#### Text block:
################
Unlearning Through Relationships
There are some things I want to mention right off the bat. Relationships aren't necessarily designed to teach us lessons. Their primary purpose isn't to be one more classroom we have to navigate. They don't need to be a means to an end, nor do they need to be karmic, deeply spiritual, or the key which unlocks our path in life. Relationships can be the way we create a home and a life we deserve. Rather than be a challenge, they can be the support we need so we can meet all the other challenges we face in the world. They can be sweet, light, and joyful or rich, tapestried and strong. They can be short or long, committed or casual and everything in between.
So, what I'm going to be talking about isn't a description of every relationship nor necessarily how we should look at, look for, or engage with relationships. However, learning and unlearning through relationships is so very common, it's worth discussing both these variations so we can better understand the process.
Life is experiential so entering into a relationship with another person is going to cause us to learn and become automatically. This is part of the attraction we have in the romantic phase. We are learning much in the same way we did as infants, taking in every little detail with wonder as if we're a sponge while at the same time feeling the intimate joy of being fully seen and loved for who we are. In the next phase we tease people about all the slightly uncomfortable learning we do when we get closer or move in with the other person. There will be behaviors of our beloved which are different from our own or annoying or awkward and we need to learn to adjust as do they.
################
#### Stated goal:
Continue the text on learning and unlearning through relationships, starting after its final sentence. The material that comes next stands apart from the text on unlearning through relationships.
################
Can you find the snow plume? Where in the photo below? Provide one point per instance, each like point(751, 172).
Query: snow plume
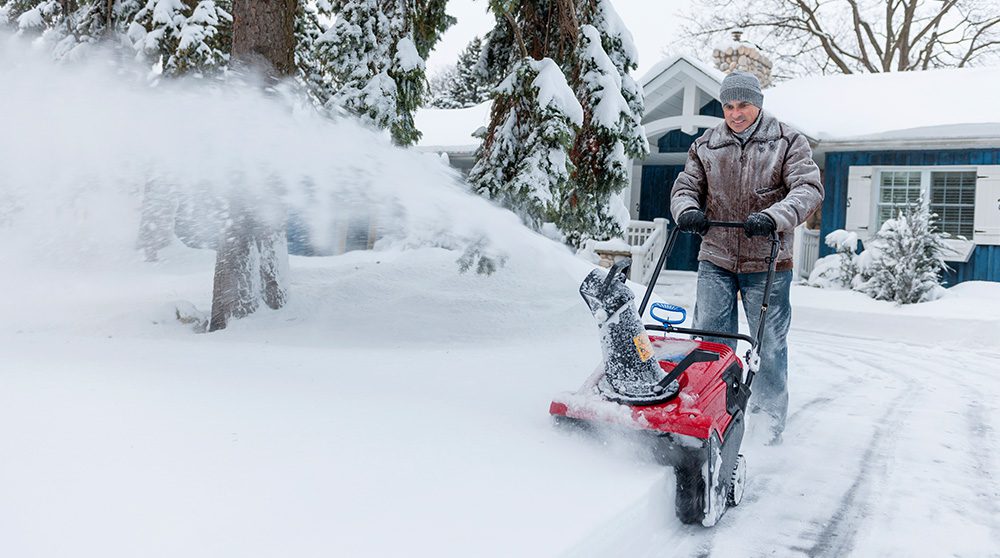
point(524, 164)
point(84, 144)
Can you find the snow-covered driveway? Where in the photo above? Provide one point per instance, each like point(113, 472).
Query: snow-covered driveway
point(384, 414)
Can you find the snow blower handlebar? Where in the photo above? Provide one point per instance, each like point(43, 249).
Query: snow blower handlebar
point(754, 341)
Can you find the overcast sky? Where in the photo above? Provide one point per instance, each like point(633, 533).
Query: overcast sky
point(654, 25)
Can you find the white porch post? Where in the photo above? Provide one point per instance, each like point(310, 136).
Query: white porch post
point(633, 194)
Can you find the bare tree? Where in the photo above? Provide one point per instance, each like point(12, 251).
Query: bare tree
point(252, 254)
point(851, 36)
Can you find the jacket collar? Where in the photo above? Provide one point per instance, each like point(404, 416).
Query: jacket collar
point(769, 129)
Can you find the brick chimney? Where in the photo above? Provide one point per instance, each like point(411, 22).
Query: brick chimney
point(741, 55)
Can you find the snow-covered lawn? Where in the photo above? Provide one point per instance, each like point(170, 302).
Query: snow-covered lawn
point(397, 407)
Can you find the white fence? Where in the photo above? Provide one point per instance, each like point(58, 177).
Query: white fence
point(646, 240)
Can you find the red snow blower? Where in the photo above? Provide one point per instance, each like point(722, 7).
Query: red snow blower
point(685, 396)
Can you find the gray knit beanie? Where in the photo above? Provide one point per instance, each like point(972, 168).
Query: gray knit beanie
point(741, 86)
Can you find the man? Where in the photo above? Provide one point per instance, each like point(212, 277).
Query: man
point(754, 169)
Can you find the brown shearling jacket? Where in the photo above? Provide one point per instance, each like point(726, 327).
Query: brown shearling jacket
point(772, 173)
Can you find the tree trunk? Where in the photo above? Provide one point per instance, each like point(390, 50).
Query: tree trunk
point(264, 35)
point(253, 255)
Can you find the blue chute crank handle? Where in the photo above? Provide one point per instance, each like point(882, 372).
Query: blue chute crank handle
point(669, 308)
point(667, 248)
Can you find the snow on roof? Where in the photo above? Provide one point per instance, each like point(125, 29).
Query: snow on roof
point(916, 106)
point(931, 104)
point(451, 129)
point(666, 63)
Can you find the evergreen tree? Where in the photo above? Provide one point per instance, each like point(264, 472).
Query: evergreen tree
point(463, 86)
point(524, 160)
point(839, 269)
point(595, 52)
point(204, 40)
point(308, 58)
point(612, 133)
point(156, 31)
point(32, 16)
point(183, 39)
point(905, 260)
point(439, 88)
point(375, 54)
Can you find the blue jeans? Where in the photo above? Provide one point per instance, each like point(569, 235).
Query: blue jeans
point(715, 309)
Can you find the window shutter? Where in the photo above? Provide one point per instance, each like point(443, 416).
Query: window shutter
point(859, 197)
point(987, 227)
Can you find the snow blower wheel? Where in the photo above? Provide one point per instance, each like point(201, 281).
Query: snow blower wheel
point(739, 482)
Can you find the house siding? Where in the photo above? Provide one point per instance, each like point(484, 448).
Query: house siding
point(983, 265)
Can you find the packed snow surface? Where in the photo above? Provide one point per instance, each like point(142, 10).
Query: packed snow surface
point(398, 407)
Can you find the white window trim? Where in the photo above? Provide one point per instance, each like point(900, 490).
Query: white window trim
point(957, 250)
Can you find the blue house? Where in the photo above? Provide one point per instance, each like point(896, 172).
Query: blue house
point(881, 141)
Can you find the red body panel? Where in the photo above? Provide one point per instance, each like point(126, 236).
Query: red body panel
point(697, 410)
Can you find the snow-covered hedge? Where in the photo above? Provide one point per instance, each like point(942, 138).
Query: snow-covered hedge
point(902, 263)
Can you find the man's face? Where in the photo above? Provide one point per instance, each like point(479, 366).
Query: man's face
point(740, 115)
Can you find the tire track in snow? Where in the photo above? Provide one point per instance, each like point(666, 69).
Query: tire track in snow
point(838, 534)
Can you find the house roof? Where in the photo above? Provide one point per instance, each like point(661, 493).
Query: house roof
point(927, 105)
point(451, 129)
point(666, 63)
point(898, 108)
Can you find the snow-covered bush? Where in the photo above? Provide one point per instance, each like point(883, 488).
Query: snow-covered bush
point(904, 262)
point(837, 270)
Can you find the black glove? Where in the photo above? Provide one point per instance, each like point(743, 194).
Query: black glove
point(693, 220)
point(758, 224)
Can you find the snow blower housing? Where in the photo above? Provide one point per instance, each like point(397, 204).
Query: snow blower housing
point(686, 396)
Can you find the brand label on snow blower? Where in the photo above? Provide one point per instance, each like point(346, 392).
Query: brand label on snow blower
point(643, 345)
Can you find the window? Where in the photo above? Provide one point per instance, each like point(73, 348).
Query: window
point(951, 193)
point(897, 190)
point(953, 198)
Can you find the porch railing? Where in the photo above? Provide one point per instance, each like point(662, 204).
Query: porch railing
point(646, 240)
point(808, 251)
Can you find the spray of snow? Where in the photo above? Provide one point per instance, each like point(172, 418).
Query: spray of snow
point(91, 136)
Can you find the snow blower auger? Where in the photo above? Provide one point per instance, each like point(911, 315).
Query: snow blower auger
point(687, 397)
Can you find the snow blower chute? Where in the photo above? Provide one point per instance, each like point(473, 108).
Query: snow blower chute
point(686, 396)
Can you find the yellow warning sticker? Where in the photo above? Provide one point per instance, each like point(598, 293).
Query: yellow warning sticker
point(643, 345)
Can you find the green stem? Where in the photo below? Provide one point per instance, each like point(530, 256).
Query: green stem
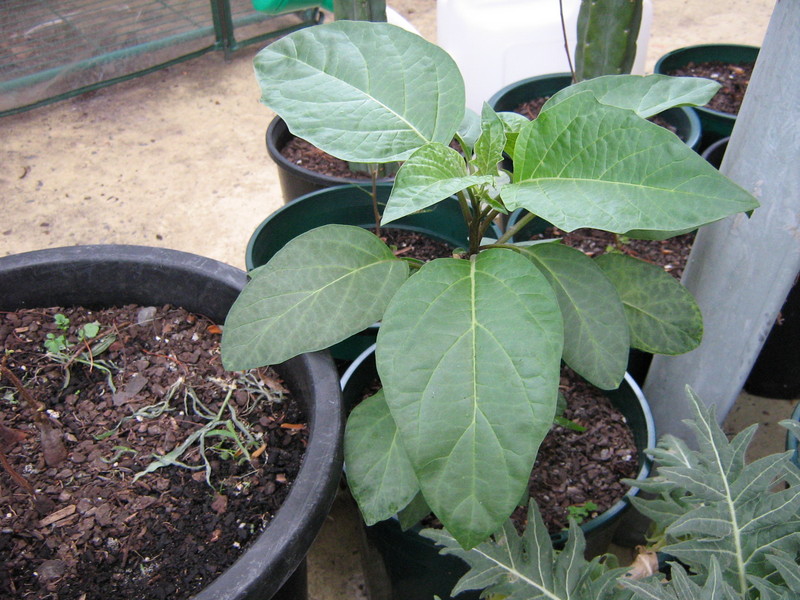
point(517, 226)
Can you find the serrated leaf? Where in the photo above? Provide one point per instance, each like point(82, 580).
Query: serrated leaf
point(731, 514)
point(468, 353)
point(585, 164)
point(527, 567)
point(645, 95)
point(323, 286)
point(379, 473)
point(335, 90)
point(596, 337)
point(663, 316)
point(431, 174)
point(490, 144)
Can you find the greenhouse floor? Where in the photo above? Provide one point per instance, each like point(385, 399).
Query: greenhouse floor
point(177, 159)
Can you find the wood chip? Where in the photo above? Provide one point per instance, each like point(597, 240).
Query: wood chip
point(62, 513)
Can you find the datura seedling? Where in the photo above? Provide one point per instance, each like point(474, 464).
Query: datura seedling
point(470, 348)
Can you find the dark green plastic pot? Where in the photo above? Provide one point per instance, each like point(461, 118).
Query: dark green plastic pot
point(413, 565)
point(715, 124)
point(684, 120)
point(273, 567)
point(295, 180)
point(350, 205)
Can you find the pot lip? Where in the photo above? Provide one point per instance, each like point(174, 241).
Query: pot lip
point(694, 124)
point(277, 128)
point(497, 96)
point(658, 68)
point(644, 469)
point(276, 552)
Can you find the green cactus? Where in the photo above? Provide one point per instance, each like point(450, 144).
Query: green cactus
point(607, 32)
point(360, 10)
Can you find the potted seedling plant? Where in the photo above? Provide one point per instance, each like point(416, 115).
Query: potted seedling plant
point(470, 347)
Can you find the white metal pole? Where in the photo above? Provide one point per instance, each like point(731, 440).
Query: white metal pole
point(741, 270)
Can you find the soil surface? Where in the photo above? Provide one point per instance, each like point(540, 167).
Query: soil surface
point(413, 244)
point(671, 254)
point(581, 469)
point(734, 78)
point(306, 155)
point(78, 520)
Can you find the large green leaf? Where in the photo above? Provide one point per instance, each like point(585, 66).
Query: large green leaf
point(322, 287)
point(365, 92)
point(596, 338)
point(584, 164)
point(468, 354)
point(431, 174)
point(379, 473)
point(663, 316)
point(645, 95)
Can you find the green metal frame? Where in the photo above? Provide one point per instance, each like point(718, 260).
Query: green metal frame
point(219, 27)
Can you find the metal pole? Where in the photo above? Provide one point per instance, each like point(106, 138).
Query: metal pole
point(741, 270)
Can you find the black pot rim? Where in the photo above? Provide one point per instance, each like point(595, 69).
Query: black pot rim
point(88, 275)
point(644, 469)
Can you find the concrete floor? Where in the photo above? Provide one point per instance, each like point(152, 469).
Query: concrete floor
point(177, 159)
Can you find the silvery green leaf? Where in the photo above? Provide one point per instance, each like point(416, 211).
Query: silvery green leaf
point(431, 174)
point(733, 513)
point(364, 92)
point(379, 473)
point(472, 387)
point(585, 164)
point(681, 587)
point(663, 316)
point(527, 567)
point(322, 287)
point(596, 337)
point(645, 95)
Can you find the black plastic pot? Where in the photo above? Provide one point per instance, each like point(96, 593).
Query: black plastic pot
point(101, 276)
point(715, 124)
point(776, 372)
point(412, 564)
point(350, 205)
point(295, 180)
point(684, 120)
point(716, 152)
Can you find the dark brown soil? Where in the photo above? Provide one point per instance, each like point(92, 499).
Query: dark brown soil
point(412, 244)
point(308, 156)
point(532, 108)
point(573, 468)
point(734, 78)
point(671, 254)
point(90, 531)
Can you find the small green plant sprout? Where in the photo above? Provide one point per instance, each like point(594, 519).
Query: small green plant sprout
point(470, 348)
point(580, 512)
point(62, 351)
point(732, 532)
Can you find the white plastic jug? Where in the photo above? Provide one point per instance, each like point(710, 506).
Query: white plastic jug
point(497, 42)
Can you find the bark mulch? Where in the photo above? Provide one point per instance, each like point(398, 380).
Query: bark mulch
point(78, 519)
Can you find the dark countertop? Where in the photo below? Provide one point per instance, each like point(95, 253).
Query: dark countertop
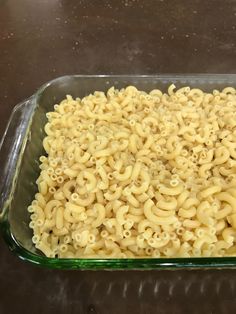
point(40, 40)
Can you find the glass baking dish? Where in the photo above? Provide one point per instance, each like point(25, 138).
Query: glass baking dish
point(21, 147)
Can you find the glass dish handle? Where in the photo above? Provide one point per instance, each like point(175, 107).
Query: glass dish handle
point(10, 148)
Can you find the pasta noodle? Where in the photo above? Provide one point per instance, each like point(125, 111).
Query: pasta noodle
point(134, 174)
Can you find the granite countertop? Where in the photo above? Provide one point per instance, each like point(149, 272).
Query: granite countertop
point(41, 40)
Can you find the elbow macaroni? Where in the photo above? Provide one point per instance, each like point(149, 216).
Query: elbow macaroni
point(132, 174)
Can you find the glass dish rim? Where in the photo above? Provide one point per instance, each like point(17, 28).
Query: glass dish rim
point(116, 263)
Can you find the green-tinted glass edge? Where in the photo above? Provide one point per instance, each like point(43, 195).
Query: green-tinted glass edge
point(112, 264)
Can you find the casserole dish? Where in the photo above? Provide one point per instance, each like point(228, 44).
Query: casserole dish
point(21, 147)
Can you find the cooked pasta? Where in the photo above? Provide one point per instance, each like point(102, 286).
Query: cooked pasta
point(134, 174)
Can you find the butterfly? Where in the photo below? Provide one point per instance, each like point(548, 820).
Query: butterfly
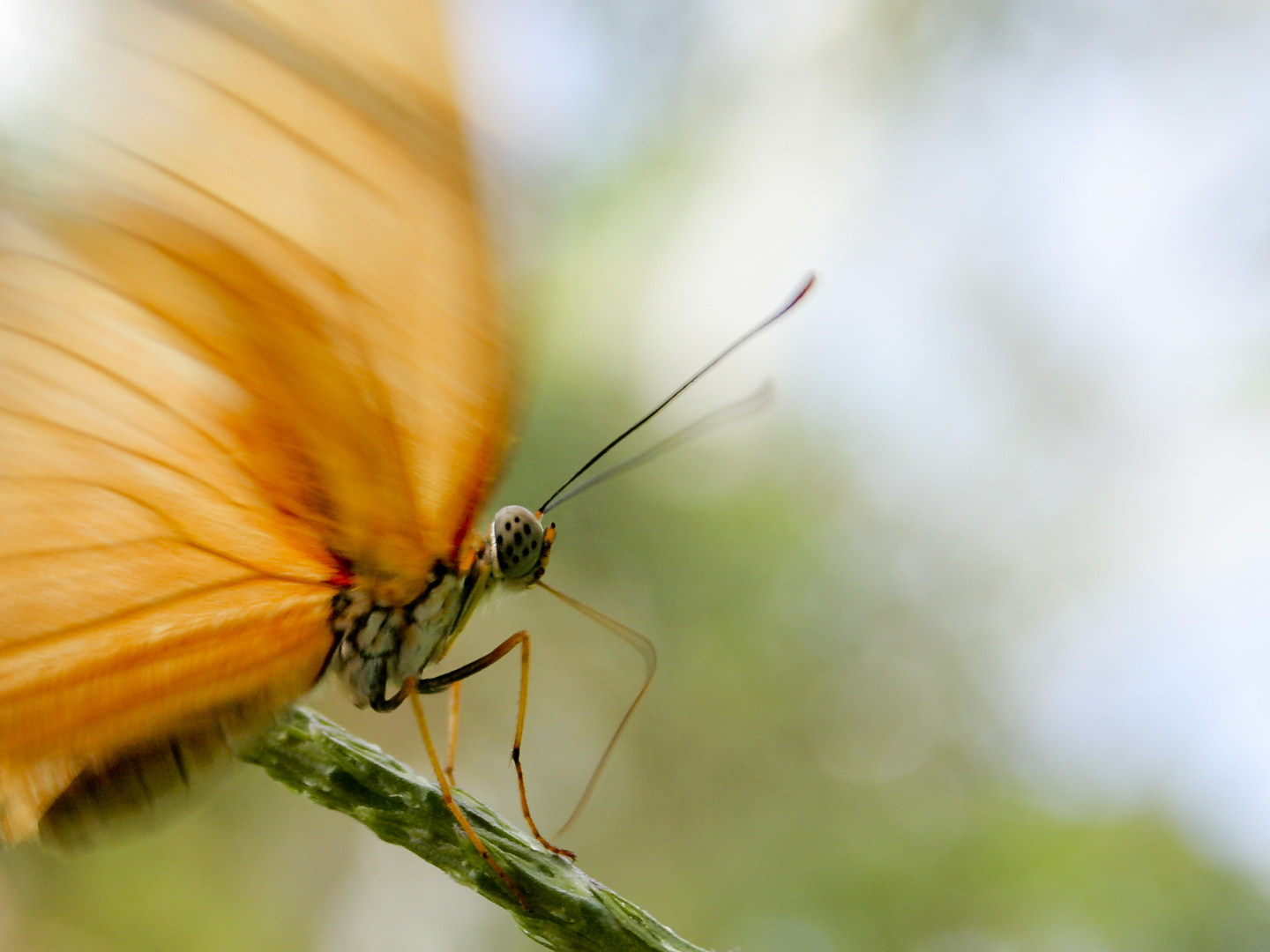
point(254, 394)
point(250, 366)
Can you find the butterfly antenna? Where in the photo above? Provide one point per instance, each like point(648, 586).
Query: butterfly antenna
point(759, 400)
point(640, 643)
point(767, 322)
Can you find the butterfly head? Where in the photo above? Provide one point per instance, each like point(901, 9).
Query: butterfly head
point(519, 545)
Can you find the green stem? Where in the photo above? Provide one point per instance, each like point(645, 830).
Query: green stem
point(566, 909)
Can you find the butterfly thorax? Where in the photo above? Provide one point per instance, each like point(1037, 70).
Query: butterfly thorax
point(384, 643)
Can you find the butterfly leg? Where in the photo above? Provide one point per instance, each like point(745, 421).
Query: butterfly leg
point(449, 798)
point(452, 730)
point(430, 686)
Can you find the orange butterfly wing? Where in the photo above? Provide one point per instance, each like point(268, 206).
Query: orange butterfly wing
point(248, 339)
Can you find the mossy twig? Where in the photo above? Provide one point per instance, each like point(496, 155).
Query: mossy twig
point(566, 909)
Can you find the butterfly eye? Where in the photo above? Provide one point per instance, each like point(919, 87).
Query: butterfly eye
point(517, 536)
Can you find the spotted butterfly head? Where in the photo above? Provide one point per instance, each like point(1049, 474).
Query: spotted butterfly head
point(519, 544)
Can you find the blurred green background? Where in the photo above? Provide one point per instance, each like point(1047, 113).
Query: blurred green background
point(1042, 251)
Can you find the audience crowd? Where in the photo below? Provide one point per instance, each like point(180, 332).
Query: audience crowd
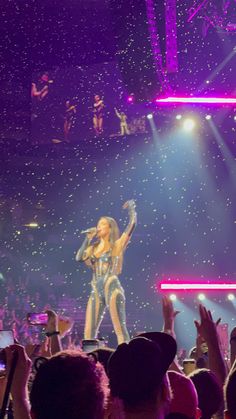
point(140, 379)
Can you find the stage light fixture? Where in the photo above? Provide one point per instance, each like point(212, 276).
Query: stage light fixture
point(196, 286)
point(188, 124)
point(32, 224)
point(130, 98)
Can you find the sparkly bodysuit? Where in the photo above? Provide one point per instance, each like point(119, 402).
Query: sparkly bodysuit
point(106, 290)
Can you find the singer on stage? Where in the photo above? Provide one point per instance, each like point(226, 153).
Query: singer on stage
point(105, 257)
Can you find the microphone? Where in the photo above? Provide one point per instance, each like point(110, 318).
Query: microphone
point(89, 230)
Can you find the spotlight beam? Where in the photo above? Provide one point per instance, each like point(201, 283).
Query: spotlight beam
point(196, 286)
point(208, 100)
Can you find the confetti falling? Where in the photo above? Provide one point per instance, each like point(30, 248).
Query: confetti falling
point(184, 186)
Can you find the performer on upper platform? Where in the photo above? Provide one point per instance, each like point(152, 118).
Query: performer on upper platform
point(69, 118)
point(98, 113)
point(105, 257)
point(41, 89)
point(123, 122)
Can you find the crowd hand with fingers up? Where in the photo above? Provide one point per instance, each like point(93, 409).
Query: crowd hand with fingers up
point(207, 330)
point(233, 348)
point(169, 315)
point(52, 332)
point(19, 389)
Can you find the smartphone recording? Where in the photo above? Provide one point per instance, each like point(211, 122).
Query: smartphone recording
point(37, 319)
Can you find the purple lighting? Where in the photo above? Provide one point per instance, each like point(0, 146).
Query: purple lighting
point(130, 99)
point(217, 100)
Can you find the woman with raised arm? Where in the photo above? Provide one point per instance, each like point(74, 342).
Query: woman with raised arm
point(105, 257)
point(98, 112)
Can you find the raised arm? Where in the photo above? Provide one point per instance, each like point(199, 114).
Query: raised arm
point(117, 113)
point(122, 242)
point(207, 329)
point(85, 250)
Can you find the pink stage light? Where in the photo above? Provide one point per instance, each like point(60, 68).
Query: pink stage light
point(217, 100)
point(170, 286)
point(130, 99)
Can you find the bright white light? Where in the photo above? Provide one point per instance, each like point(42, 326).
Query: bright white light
point(189, 124)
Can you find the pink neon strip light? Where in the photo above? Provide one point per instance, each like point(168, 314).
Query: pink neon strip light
point(228, 100)
point(195, 286)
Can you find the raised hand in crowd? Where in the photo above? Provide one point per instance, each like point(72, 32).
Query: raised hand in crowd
point(169, 315)
point(19, 390)
point(207, 330)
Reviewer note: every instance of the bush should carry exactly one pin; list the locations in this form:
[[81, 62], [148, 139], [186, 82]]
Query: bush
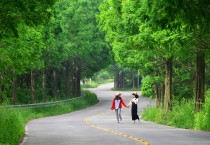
[[202, 118], [11, 126]]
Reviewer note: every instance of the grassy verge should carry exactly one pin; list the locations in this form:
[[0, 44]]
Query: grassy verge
[[182, 115], [12, 121]]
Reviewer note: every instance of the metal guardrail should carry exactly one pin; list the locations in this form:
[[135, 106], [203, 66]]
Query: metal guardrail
[[42, 104]]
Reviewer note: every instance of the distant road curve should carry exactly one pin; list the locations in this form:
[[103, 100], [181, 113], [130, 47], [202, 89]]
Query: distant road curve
[[97, 125]]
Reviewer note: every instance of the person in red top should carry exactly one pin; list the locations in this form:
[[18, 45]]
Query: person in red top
[[117, 104]]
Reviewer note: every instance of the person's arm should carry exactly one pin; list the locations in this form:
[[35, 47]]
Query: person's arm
[[123, 103], [136, 100], [113, 105]]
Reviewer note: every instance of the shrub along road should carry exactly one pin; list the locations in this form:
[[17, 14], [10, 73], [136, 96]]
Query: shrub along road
[[97, 125]]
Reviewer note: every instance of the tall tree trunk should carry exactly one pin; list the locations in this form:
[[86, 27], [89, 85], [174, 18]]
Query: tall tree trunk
[[1, 97], [200, 80], [67, 79], [78, 88], [162, 91], [43, 85], [14, 97], [54, 83], [73, 84], [168, 86], [32, 87]]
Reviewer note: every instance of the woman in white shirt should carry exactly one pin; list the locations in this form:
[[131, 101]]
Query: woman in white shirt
[[134, 107]]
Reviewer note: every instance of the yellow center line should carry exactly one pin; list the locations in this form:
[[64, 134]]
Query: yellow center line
[[86, 121]]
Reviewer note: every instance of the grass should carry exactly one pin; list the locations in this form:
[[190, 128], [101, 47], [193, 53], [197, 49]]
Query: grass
[[182, 115], [12, 121]]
################
#### Answer for this exercise:
However, relationships are best known for holding up a mirror to us. They reflect back to us who we are, warts and all, and challenge us to be different. This can happen in positive ways, which in no way implies they are gentle or licked on by kittens. Even positive change can be dramatic, alchemical, and revolutionary. Change is hard and hard is hard so, good-bad-or-indifferent, having to go through the transformation of self we call "growth" using relationship as the catalyst is not for the faint of heart.
These changes can also happen in neutral or negative ways. The fastest way to find out who you truly are is to be put in a difficult, challenging, or even dangerous situation. These liminal moments strip away all of the social niceties, the things we have done to protect ourselves or others, the excuses and the rationalizations. This is why it's called "The Naked Truth" because these are times we're exposed, if only to ourselves.
But however the journey, we end up discovering new things about ourselves. Engaging with these discoveries, whether to accept or deny them, transforms us and moves us forward in our becoming. This is what most people mean when they talk about "What I learned" from a given relationship, mostly after it has ended. It's the silver lining to the situation or the redeeming factor in what otherwise might seem pointless or destructive.
Just as common but less discussed are the relationships where we are meant to unlearn things. Unless you're raised by wolves, and even then, each of us grows up in a family. While we tend to talk about the influence individual members of a family have or had on us, families are also societies. They are like a member's only club with their own rules, traditions, and proprietary information (secrets) which each member must abide by in order to stay in good standing.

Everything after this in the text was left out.